◆ TEXT PASSAGE:
■ ■ ■ ■ ■
Monday, August 30, 2021

Aug 30 2021Day 168 Proverbs 19:1–20:30



The human mind may devise many plans, but it is the purpose of the LORD that will be established.

I devise all sorts of plans, and apparently it’s God’s purpose that will occur. As a bureaucrat my entire life, my professional world has been made of plans. Plans about how to accurately reflect the cost of social service state legislation, plans about how to provide city services most efficiently and effectively, plans about how to distribute grant money to the agencies most equipped to meet the needs of the community, plans about how to engage the community in the work of the police department, plans about how to best administer a church diocese, supporting the bishop. Plan. Plan. Plan.
■ ■ ■ ■ ■
Saved entries
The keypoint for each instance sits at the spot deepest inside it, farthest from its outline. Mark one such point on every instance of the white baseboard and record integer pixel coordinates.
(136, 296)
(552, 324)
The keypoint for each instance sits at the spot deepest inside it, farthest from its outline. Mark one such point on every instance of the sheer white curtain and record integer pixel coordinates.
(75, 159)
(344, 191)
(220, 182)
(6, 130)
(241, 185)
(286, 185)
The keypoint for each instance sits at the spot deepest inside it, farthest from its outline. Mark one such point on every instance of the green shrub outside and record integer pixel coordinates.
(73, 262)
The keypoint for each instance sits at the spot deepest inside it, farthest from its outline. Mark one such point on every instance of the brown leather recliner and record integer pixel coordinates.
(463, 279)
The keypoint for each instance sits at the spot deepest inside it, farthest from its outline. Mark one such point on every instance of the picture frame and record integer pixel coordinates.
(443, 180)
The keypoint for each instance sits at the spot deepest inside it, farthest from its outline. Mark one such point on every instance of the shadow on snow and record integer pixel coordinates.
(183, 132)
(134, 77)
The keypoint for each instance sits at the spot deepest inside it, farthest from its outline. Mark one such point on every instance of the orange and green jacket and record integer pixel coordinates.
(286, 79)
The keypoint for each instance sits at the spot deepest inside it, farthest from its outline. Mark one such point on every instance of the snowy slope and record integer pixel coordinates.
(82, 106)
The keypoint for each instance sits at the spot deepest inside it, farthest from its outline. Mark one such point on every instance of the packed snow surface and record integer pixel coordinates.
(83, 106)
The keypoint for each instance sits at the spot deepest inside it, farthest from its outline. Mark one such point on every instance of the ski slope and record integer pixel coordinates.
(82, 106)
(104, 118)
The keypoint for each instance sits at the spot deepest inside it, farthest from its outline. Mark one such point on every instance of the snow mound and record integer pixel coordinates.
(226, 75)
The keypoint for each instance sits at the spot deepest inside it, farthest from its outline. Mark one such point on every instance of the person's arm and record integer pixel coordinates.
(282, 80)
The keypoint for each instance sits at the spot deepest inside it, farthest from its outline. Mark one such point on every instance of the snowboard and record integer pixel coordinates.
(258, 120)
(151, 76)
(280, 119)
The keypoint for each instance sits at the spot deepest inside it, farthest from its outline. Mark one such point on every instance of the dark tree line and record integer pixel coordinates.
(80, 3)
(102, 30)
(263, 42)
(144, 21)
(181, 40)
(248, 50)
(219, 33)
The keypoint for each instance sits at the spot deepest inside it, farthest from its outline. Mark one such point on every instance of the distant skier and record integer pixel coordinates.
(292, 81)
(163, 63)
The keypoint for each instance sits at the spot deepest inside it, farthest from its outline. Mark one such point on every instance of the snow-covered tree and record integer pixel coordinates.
■ ■ ■ ■ ■
◆ ASSIGNMENT:
Copy the Proverbs reflection from "Monday, August 30, 2021" down to "will be established.", switching "mind" to "heart". The saved entries can be left aside.

◆ RESPONSE:
Monday, August 30, 2021

Aug 30 2021Day 168 Proverbs 19:1–20:30



The human heart may devise many plans, but it is the purpose of the LORD that will be established.